* **PROMPT**: Word for word, reproduce every line of the data below.
____________________
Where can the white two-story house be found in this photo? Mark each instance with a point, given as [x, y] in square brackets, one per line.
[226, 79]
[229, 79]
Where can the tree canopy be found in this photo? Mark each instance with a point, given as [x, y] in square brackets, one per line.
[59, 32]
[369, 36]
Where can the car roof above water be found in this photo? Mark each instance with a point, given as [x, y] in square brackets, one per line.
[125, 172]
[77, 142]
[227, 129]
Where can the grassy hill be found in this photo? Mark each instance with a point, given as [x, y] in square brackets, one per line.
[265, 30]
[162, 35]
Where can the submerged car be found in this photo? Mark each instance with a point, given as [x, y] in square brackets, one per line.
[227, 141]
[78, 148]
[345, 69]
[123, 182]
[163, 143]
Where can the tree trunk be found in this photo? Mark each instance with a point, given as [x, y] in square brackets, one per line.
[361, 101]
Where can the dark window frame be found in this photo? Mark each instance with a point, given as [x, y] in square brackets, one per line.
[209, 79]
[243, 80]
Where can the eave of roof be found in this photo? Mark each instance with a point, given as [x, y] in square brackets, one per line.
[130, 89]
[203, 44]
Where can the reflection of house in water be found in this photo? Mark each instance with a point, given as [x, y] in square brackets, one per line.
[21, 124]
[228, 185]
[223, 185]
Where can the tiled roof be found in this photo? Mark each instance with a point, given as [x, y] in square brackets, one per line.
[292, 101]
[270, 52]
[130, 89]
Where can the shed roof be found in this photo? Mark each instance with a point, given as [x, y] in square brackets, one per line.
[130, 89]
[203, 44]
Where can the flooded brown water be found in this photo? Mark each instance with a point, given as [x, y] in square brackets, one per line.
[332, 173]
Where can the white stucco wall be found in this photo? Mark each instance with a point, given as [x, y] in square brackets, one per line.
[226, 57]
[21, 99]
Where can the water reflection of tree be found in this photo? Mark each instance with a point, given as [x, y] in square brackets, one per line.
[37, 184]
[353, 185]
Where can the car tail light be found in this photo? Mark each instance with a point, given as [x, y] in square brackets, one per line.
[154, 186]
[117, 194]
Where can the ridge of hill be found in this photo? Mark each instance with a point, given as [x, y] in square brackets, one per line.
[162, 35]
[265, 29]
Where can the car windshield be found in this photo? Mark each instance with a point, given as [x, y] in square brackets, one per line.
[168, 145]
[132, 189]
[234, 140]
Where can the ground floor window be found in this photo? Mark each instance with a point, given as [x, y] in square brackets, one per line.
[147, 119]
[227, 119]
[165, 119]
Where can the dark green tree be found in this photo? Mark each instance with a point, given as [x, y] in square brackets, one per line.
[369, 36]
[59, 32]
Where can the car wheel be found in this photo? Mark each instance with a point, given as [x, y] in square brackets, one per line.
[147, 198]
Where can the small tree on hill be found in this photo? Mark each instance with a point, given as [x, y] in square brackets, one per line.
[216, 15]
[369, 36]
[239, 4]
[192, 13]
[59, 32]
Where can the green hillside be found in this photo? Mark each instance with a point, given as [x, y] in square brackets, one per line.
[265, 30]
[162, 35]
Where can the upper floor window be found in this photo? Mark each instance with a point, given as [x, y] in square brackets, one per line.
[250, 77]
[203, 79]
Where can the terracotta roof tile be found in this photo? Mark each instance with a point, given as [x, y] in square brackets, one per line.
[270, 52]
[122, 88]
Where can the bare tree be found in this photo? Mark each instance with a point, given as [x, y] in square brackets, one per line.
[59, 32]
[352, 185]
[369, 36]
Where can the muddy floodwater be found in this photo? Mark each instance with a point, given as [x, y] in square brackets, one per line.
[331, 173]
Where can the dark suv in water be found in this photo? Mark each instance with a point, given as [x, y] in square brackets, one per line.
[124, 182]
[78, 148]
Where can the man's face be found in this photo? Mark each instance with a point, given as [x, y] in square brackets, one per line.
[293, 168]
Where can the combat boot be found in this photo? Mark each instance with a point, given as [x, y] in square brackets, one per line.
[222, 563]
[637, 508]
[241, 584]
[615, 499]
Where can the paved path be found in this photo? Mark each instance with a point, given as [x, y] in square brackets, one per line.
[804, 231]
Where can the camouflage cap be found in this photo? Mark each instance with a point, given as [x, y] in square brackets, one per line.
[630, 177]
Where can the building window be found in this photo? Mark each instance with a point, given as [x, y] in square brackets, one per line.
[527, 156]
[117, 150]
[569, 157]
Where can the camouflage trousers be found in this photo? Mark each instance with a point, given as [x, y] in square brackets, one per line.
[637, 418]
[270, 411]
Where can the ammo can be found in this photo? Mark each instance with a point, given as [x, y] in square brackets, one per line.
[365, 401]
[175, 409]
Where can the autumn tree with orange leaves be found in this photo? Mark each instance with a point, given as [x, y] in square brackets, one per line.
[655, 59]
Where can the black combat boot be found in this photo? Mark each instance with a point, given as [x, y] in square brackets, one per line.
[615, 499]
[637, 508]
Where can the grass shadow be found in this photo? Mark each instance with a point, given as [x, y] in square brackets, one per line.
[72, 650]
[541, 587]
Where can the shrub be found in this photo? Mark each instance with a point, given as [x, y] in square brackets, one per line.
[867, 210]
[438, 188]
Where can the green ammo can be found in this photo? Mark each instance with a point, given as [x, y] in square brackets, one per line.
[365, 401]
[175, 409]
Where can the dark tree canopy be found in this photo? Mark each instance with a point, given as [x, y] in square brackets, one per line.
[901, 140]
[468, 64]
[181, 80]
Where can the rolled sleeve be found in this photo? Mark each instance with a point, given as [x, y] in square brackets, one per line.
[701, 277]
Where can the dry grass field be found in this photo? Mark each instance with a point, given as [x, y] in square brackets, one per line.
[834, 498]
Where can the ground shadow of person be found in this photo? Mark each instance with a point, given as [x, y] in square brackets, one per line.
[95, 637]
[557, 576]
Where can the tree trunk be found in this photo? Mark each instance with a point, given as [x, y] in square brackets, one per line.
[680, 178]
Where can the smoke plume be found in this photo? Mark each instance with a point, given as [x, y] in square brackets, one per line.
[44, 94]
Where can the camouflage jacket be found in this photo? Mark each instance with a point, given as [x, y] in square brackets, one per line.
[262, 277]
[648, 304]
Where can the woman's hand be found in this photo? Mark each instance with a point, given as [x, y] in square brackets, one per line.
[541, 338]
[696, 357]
____________________
* **TASK RESULT**:
Where can the white two-story house be found in this photo? Mark each instance with a point, given as [x, y] in square brackets, one per line.
[226, 79]
[229, 79]
Where can the tree canopy be found in this photo? Mark each instance with a point, given as [x, y] in square brackets, one per line.
[59, 32]
[369, 36]
Where can the car roof above water be found in this photo? Mark each instance with a point, given as [x, y] in square brackets, one per line.
[125, 172]
[77, 142]
[227, 129]
Where can the grassy hill be found in this photo? Mark each instance with a point, given as [x, y] in square brackets, one per line.
[265, 30]
[162, 35]
Where can the submerged car be found in this photo? Mark each instance with a point, given as [x, y] in square brackets, one per line.
[227, 141]
[78, 148]
[345, 69]
[123, 182]
[163, 143]
Where can the tree trunk be found in this photo? Mark each instance with a point, given as [x, y] in square brackets, one per line.
[361, 101]
Where can the dark window frame be found in this photo? Mark each instance with a point, given as [x, y] in square brackets, one per line.
[209, 79]
[243, 80]
Where can the eave of roof be found in this photo? Mark each instance with a point, given as [x, y] in square brackets, one per line.
[130, 89]
[203, 44]
Where can the reflection of house in water be found in this photo? Mark each instance with a point, given as [x, y] in square brackets, one per line.
[21, 124]
[228, 185]
[223, 185]
Where can the tiled roof be found in this photo? Mark each instance with a point, given as [x, y] in square brackets, one per line.
[292, 101]
[270, 52]
[130, 89]
Where can the shed roof be found in this photo? Mark each instance with a point, given as [x, y] in square brackets, one per line.
[130, 89]
[203, 44]
Where can the flooded brown water be found in this photo? Mark each instance with a point, given as [x, y] in square brackets, one per line.
[332, 173]
Where can the white stucco wall be found in this photo? Mark each instance with a point, given as [x, y] in square brackets, one per line.
[226, 57]
[21, 99]
Where can the water reflection of tree be found in this photo? Mark each instance with a point, given as [x, y] in square brackets, one per line.
[37, 184]
[353, 185]
Where can the car tail light be found in this photo? Mark each instance with a point, given as [x, y] in square brackets, one per line.
[154, 186]
[117, 194]
Where can the ridge of hill be found in this photo? Mark each instance with a point, given as [x, y] in square brackets, one per line.
[162, 35]
[265, 29]
Where can the car windshield be found in this photo? Mark each instance with a point, given as [x, y] in square brackets, one per line.
[168, 145]
[132, 189]
[234, 140]
Where can the ground floor window be found in this photo? Mark each instance with a point, given as [x, y] in square brackets, one per line.
[147, 119]
[227, 119]
[165, 119]
Where can the dark green tree be found in this photo? Mark each instance with a point, given as [x, y] in square brackets, one per line.
[369, 36]
[59, 32]
Where can the car wheel be found in this photo? Mark each instance with a point, given as [x, y] in square brackets, one per line.
[147, 198]
Where can the small tree on hill be found in this photo? Mark each instance with a point, given as [x, y] in square brackets, one per line.
[216, 15]
[369, 36]
[239, 4]
[192, 13]
[59, 32]
Where can the green hillside be found in this photo? Mark each instance with a point, given as [x, y] in square brackets, one per line.
[265, 30]
[162, 35]
Where can the upper floor window be found in this photo? Mark each instance with a point, given as [x, y] in square brackets, one per line.
[250, 77]
[203, 79]
Where can the terracotta roof tile be found in this photo? Mark each instance with a point, given as [x, y] in square brackets, one per line.
[270, 52]
[122, 88]
Where can the bare tree be found in this photo? Mark each instance with a point, given as [x, y] in square brackets, one per line.
[59, 32]
[352, 185]
[369, 36]
Where can the muddy floodwater be found in this photo? Mark each instance with a point, given as [x, y] in square brackets, one per line.
[331, 173]
Where can the dark suv in water be found in this photo? Mark each instance with a point, given as [x, y] in square brackets, one per line.
[124, 182]
[78, 148]
Where can the man's face be found in this photo? Mark each instance with a point, given as [x, y] in square brackets, one per line.
[293, 168]
Where can the combat boot be found in this photo? Mark each instance with a point, given as [x, y] in square brackets, one per line.
[222, 563]
[637, 508]
[241, 584]
[615, 499]
Where can the paved path be found in this photo? Mark each instance with a point, given as [x, y] in square brackets, one per line.
[804, 231]
Where can the camouflage cap be found in this photo? Mark each instance with a point, given as [x, y] in square brackets, one per line.
[630, 177]
Where can the building window be found in this photo? Mark each instance with a point, given as [x, y] in square brackets, one per line.
[527, 156]
[117, 150]
[569, 157]
Where can the camouflage trousers be found in this photo? Mark each instance with a point, given as [x, y] in square brackets, one per line.
[637, 418]
[270, 411]
Where can the ammo can be found in this photo? Mark each instance with a point, given as [x, y] in square brackets, one per line.
[365, 401]
[175, 409]
Where can the autumn tree with orange leaves be found in this photo? Mark each instance with a point, given as [x, y] in square brackets, one per line.
[655, 59]
Where can the black combat boot be found in this photo? Mark each instance with a point, given as [x, y] in square brackets, one per line.
[615, 499]
[637, 508]
Where can the grass shadow be found in this photo? Mark each instance with a point, given as [x, y] in square brackets, one per line.
[72, 650]
[541, 587]
Where can the shrub be found in this photo? Mark each instance with a point, given as [x, y] in square brackets, one per line.
[867, 210]
[438, 188]
Where can the green ammo can be found in this photo? Mark each instance with a point, given as [x, y] in square brackets, one per line.
[365, 401]
[175, 409]
Where can the dark tree canopy be found in this photo? Mark each instance with a point, given as [x, y] in square brackets, one per line.
[901, 140]
[468, 64]
[181, 80]
Where can the rolled sleeve be found in this photo? Mark each instance with a point, given as [x, y] in square brackets, one per line.
[701, 277]
Where can the dry grass field be found in this photo? Mark each instance with a point, given as [x, y] in square brackets, one per line.
[834, 498]
Where can the ground shadow of person be found in this photo? Mark each instance with a point, given as [x, y] in square brackets, one per line.
[95, 637]
[557, 576]
Where can the tree trunk be found in this photo? Mark each instance with a point, given as [x, y] in square brackets, one per line.
[680, 178]
Where can the smoke plume be found in this photo? Mark each instance with a point, given as [x, y] in square brackets, one per line.
[44, 94]
Where can the camouflage jacket be found in this photo? Mark each instance with a point, given as [x, y] in square brackets, one per line.
[262, 277]
[648, 304]
Where can the woman's hand be found in this photo? Mark each instance with a point, given as [x, y] in square brackets, one per line.
[541, 338]
[696, 357]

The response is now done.